Give back exactly the lines from the "of the beard" line to the final line of the records, and only those, minus any pictures.
::: Data extract :::
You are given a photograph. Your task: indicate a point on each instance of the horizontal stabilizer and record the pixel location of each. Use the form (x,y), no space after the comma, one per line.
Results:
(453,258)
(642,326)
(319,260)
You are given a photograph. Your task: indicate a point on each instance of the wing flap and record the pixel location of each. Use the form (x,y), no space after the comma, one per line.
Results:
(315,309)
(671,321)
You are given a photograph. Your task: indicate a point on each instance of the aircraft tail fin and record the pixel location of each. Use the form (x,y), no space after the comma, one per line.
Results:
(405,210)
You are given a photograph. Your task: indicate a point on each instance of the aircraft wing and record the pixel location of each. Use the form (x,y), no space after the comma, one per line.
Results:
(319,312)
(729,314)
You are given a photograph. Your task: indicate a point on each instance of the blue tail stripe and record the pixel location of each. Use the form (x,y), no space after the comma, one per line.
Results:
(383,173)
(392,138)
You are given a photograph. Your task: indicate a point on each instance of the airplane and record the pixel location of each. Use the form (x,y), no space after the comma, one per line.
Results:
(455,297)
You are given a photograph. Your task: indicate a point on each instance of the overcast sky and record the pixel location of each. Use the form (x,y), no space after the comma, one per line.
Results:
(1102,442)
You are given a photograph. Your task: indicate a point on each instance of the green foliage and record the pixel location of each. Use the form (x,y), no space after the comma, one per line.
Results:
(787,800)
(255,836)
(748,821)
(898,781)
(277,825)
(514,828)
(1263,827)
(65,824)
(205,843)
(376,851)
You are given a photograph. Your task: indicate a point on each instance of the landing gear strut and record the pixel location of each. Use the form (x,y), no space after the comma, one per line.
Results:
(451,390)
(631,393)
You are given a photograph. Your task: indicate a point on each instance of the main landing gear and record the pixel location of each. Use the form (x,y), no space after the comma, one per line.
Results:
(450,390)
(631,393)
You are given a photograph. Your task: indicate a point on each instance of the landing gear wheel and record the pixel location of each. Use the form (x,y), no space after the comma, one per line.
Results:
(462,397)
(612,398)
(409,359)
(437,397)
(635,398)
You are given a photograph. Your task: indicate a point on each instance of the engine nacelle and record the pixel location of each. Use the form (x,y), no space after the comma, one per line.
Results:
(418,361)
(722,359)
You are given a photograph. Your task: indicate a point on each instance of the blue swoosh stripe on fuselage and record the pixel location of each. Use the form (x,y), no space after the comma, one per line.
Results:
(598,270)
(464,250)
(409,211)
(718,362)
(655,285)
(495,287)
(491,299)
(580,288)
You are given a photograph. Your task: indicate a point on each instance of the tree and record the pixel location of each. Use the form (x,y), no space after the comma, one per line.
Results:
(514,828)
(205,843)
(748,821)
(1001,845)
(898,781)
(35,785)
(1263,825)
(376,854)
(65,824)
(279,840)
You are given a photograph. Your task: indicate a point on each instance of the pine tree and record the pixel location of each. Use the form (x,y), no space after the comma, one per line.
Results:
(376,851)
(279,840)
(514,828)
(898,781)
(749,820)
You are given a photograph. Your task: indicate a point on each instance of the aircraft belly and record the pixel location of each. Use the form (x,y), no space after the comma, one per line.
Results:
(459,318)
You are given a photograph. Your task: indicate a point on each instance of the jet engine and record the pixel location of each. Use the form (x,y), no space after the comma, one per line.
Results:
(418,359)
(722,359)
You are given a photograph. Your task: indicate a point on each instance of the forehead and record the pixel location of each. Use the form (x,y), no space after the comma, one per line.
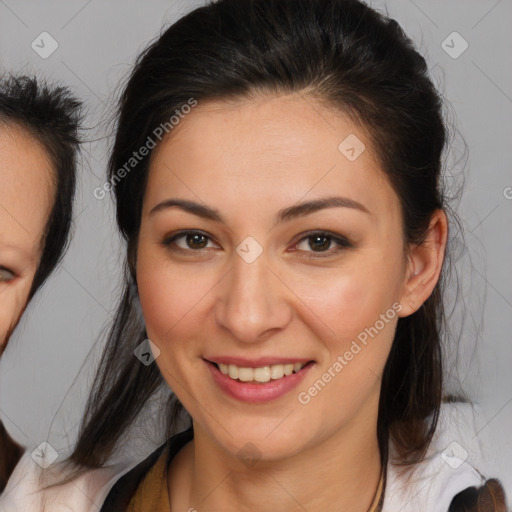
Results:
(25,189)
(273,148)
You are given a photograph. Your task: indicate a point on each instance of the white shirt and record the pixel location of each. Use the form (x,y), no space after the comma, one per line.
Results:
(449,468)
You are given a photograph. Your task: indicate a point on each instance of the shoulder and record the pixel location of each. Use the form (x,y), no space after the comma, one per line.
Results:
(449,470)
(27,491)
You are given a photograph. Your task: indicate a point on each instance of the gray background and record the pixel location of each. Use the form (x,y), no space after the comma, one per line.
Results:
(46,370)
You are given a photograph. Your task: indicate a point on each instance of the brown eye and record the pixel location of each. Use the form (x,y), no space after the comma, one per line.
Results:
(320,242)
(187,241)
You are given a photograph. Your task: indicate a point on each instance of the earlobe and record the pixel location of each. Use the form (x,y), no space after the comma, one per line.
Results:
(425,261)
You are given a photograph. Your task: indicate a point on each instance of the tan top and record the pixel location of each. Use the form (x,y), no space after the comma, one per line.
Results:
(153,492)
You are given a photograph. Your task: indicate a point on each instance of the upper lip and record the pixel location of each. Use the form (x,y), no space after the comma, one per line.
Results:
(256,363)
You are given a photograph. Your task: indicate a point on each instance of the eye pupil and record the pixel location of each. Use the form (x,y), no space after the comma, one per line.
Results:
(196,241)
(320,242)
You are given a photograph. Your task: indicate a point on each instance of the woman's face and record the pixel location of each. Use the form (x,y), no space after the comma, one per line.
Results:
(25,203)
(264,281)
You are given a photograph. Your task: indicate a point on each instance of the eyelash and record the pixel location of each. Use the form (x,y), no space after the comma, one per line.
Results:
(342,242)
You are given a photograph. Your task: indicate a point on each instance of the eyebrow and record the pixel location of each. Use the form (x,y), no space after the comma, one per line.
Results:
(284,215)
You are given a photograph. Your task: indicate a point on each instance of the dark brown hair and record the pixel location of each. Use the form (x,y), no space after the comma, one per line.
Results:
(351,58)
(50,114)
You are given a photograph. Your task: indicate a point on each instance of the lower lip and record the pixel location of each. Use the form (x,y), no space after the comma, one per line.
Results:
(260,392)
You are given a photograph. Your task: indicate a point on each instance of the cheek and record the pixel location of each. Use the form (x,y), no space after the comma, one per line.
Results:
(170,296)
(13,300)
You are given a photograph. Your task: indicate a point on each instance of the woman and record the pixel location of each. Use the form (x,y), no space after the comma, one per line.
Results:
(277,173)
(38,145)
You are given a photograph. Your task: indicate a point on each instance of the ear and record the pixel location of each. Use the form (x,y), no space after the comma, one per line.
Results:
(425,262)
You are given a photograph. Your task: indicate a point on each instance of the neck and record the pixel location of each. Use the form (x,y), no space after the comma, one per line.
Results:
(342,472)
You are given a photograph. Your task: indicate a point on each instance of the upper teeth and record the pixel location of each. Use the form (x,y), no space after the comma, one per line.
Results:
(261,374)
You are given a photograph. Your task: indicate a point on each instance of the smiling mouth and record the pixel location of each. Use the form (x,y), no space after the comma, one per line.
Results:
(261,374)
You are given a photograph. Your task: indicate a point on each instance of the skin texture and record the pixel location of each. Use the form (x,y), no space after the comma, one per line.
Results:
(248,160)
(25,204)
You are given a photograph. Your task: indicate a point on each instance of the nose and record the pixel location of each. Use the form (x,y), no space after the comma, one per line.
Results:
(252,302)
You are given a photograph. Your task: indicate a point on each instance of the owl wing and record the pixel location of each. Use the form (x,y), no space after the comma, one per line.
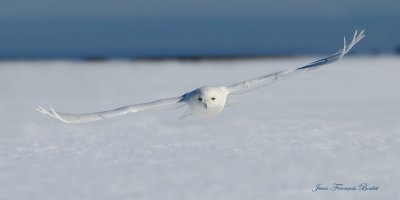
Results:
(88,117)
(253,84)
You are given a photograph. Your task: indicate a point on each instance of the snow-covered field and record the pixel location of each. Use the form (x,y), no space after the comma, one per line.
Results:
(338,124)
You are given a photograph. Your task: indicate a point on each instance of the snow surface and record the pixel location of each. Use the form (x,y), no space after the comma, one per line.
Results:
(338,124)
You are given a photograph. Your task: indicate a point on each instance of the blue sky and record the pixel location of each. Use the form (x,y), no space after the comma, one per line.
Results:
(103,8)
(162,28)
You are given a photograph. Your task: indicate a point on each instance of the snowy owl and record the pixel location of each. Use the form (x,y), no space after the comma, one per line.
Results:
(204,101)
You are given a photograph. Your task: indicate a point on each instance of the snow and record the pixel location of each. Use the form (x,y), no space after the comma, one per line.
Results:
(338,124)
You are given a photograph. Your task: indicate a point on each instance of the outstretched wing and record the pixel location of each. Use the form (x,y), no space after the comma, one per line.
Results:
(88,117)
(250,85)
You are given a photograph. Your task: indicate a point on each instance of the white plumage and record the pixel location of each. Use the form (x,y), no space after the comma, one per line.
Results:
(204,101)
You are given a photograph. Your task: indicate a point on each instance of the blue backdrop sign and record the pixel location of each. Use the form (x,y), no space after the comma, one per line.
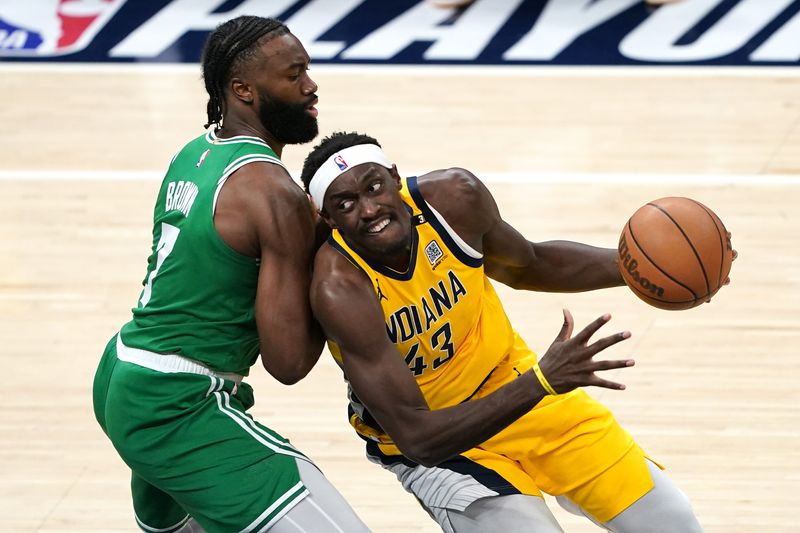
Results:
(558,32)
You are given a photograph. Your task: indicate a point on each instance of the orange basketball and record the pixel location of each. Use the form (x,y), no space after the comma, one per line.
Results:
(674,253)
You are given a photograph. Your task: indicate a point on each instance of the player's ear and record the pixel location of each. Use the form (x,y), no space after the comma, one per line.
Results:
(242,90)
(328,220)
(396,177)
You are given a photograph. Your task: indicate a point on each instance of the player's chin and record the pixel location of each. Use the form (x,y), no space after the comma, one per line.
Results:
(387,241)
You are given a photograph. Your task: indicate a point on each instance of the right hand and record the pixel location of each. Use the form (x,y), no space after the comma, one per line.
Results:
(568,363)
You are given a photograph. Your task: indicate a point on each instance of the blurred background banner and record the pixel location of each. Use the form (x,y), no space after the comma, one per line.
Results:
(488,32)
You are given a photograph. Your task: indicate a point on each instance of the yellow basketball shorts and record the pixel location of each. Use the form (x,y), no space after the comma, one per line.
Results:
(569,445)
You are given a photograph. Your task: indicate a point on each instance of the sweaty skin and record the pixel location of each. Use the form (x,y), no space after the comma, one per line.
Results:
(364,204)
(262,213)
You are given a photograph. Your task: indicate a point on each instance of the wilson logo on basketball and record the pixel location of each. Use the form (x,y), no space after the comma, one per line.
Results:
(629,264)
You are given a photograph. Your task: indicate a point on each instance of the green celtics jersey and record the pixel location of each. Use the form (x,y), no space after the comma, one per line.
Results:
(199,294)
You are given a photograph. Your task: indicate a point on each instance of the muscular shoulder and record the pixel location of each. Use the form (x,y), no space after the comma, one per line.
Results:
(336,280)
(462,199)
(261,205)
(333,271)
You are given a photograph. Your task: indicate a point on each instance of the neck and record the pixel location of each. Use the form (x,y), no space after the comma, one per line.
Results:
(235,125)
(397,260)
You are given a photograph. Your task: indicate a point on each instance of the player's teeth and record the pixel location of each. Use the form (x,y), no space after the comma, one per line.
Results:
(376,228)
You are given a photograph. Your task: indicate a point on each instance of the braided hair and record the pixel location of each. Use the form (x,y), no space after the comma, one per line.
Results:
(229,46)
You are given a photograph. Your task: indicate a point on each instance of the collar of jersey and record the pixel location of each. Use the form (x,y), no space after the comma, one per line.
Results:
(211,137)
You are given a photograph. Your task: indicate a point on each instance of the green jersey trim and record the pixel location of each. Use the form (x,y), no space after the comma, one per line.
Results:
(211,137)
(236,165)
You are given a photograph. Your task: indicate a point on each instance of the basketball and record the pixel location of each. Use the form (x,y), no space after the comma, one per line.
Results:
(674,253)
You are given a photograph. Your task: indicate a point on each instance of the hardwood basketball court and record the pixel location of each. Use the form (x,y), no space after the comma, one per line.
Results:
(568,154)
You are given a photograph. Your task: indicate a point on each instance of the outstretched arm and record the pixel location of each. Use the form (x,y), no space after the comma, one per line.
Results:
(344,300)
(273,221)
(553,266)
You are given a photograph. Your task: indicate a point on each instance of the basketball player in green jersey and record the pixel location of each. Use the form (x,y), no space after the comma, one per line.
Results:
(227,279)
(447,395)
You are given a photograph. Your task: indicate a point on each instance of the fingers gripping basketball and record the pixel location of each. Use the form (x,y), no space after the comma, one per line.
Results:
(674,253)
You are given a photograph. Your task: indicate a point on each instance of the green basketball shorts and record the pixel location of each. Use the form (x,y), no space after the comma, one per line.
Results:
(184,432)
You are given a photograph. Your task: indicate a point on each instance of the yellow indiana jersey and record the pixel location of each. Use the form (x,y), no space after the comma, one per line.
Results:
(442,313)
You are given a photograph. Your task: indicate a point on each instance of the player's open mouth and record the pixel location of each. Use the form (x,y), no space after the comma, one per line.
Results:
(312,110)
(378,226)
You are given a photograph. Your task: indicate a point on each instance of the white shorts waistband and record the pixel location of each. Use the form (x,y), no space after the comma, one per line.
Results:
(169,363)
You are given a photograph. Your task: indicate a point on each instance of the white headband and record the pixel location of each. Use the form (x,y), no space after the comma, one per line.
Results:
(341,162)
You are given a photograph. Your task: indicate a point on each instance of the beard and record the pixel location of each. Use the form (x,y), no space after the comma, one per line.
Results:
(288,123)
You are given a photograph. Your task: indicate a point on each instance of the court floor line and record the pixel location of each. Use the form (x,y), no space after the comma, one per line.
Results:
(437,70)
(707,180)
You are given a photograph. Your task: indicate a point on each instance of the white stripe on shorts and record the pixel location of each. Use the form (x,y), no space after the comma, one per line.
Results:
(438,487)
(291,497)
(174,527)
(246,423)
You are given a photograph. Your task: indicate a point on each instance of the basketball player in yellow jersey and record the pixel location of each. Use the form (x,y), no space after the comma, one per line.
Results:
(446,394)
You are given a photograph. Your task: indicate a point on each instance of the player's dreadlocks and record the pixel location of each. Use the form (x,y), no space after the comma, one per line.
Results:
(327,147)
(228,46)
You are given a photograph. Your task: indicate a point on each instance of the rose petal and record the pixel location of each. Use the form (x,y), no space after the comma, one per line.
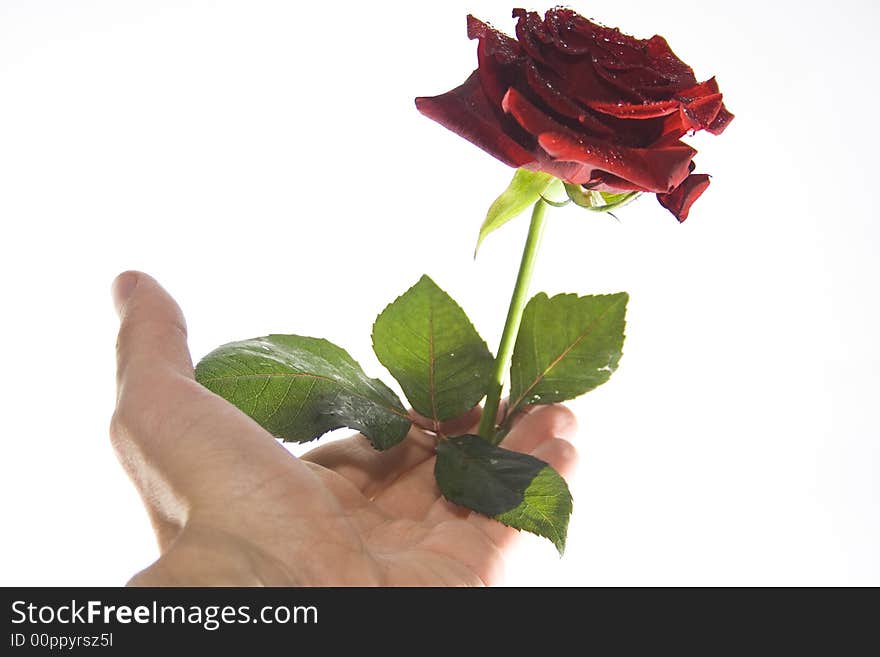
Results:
:::
Complete response:
You are given a photograph. Your task: indicate a point on each instance of the beard and record the pixel location of each. Use the form (x,y), no space after the comma, one per line.
Results:
(288,123)
You are given a photograph. Your task: indicate a point on each instance of the court floor line and record the pixel location of each. Use the form (x,y), no space after the comma, one per line.
Results:
(437,70)
(707,180)
You are given a photograph. Your task: indicate a point on each instance of the white stripe on shorts and record the pixel location of each. Use the form (x,y), no space after the comma, one per line.
Results:
(438,487)
(291,497)
(174,527)
(246,423)
You are given a photograph. Your task: indicate a point on each instance of the basketball player in yellow jersey and record the pixel location of each. Use the form (x,y), no space after the comma, one per line.
Results:
(446,394)
You are given a photograph. Your task: indicate a point on each instance of the player's dreadlocks and record the pixel location of each. Use the form (x,y), no space after the comma, one per line.
Results:
(327,147)
(228,46)
You are given a photograph. Your task: indicate a point on each instance of the rose petal and record the pixel location of each. Use the form (x,y), no space after the comma, one per line.
Results:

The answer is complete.